## [Written instruction]
Render every line of the records below as a Markdown table with two columns, "Row" and "Line." Number the rows in order and omit blank lines.

## [Entries from an annotation dataset]
--------------------------------------------------

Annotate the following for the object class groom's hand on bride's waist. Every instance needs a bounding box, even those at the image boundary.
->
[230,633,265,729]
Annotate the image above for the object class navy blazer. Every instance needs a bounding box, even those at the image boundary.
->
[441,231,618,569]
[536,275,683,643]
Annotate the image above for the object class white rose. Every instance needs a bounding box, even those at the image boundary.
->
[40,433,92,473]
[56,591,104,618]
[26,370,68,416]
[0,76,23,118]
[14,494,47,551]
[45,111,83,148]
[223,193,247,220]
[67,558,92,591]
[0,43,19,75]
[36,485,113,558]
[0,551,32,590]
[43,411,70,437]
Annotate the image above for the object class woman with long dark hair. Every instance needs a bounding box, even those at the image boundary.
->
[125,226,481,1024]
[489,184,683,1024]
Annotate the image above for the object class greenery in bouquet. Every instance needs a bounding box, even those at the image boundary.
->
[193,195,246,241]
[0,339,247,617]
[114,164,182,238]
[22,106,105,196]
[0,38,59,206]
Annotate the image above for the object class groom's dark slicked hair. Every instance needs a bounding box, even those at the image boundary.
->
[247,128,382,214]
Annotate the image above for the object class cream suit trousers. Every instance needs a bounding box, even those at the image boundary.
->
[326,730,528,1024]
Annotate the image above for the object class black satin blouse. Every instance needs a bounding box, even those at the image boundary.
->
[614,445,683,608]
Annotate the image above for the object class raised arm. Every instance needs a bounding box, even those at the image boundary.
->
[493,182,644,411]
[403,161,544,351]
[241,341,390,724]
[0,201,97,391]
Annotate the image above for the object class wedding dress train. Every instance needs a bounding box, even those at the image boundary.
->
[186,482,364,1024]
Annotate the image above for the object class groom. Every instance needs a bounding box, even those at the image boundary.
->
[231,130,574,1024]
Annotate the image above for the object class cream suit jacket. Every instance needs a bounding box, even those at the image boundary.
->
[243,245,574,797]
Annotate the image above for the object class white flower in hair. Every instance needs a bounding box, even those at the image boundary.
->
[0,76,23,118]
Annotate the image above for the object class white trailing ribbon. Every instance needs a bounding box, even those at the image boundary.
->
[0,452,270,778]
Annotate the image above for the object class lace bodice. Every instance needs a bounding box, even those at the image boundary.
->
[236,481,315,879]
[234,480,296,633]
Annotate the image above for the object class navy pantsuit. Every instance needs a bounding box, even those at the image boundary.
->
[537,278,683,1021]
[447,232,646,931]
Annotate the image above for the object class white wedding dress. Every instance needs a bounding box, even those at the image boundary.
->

--------------------------------------------------

## [Answer]
| Row | Line |
|---|---|
| 1 | Annotate the following for the object class groom's hand on bride's waist. Every instance needs a bounding box, even those at the image boundary. |
| 2 | -> |
| 3 | [230,633,265,729] |
| 4 | Annotate the image above for the object class navy blazer. Every instance needs a bounding box, even those at the image boundary. |
| 5 | -> |
| 6 | [441,231,618,569] |
| 7 | [536,275,683,643] |
| 8 | Annotate the image above for the object class white rose. Every instance needs a bounding box, even those at the image boundary. |
| 9 | -> |
| 10 | [40,433,92,473] |
| 11 | [56,591,104,618] |
| 12 | [26,370,68,416] |
| 13 | [0,76,23,118] |
| 14 | [14,494,47,551] |
| 15 | [45,111,83,148] |
| 16 | [223,193,247,220] |
| 17 | [67,558,92,591] |
| 18 | [0,43,19,75] |
| 19 | [36,485,113,558] |
| 20 | [0,551,32,590] |
| 21 | [43,411,70,437] |
| 22 | Annotate the image above for the object class woman with long dark hair. Every instance needs a bounding box, even those at the image boundary. |
| 23 | -> |
| 24 | [125,226,481,1024] |
| 25 | [489,184,683,1024] |
| 26 | Annotate the image above for the object class greenery in bouquet. Every instance needs a bounding box, even those at the image boundary. |
| 27 | -> |
| 28 | [193,195,246,241] |
| 29 | [0,339,247,617] |
| 30 | [114,164,182,238] |
| 31 | [22,106,105,196] |
| 32 | [0,38,59,206] |
| 33 | Annotate the image above for the object class groom's dark slicked hair. Every instance needs a bounding box, even those at the image boundary. |
| 34 | -> |
| 35 | [247,128,382,214] |
| 36 | Annotate the image above for the object class cream suit trousers. Every instance needs a bounding box, even those at the image boundary. |
| 37 | -> |
| 38 | [326,730,528,1024] |
| 39 | Annotate the image above for the object class black satin blouse. Every instance needs a bounding box, even those at the image boundary. |
| 40 | -> |
| 41 | [614,445,683,608] |
| 42 | Annotate the image above for the object class raised arm. Every instance needs a bounding box, even those at the image boundary. |
| 43 | -> |
| 44 | [493,182,644,411] |
| 45 | [403,161,544,351] |
| 46 | [241,341,390,724] |
| 47 | [0,201,97,391] |
| 48 | Annotate the image above for the object class wedding dress train. Every instance needs a bounding box, even those at the image boundary. |
| 49 | -> |
| 50 | [186,482,364,1024] |
| 51 | Annotate the image above for the object class groom. Every instance needs a bounding box, even those at the image boundary. |
| 52 | -> |
| 53 | [231,130,574,1024] |
| 54 | Annotate the image above for the object class cream suit jacket. Every instance needs a bounding box, even those at the image boundary. |
| 55 | -> |
| 56 | [243,245,574,797] |
| 57 | Annotate the image above for the object class white flower in hair. Every instance needs a bounding box, even those at the image boundary. |
| 58 | -> |
| 59 | [0,76,23,118] |
| 60 | Annotate the image above for the object class white trailing ribbon. Every instance needs a bounding box, even those at the image boundary. |
| 61 | -> |
| 62 | [0,452,270,778] |
| 63 | Annotate the image above for the object class lace bodice. Every instance needs a bounding box, even those at the image boundary. |
| 64 | -> |
| 65 | [236,481,315,879] |
| 66 | [234,480,296,633] |
| 67 | Annotate the image above for the object class navy pantsuit. Every instance needs a bounding box, even those at the image boundary. |
| 68 | -> |
| 69 | [537,278,683,1021] |
| 70 | [447,232,646,931] |
| 71 | Annotate the image above for the object class white wedding dress. Every instance needs a bounding box, even those at the image boundary. |
| 72 | -> |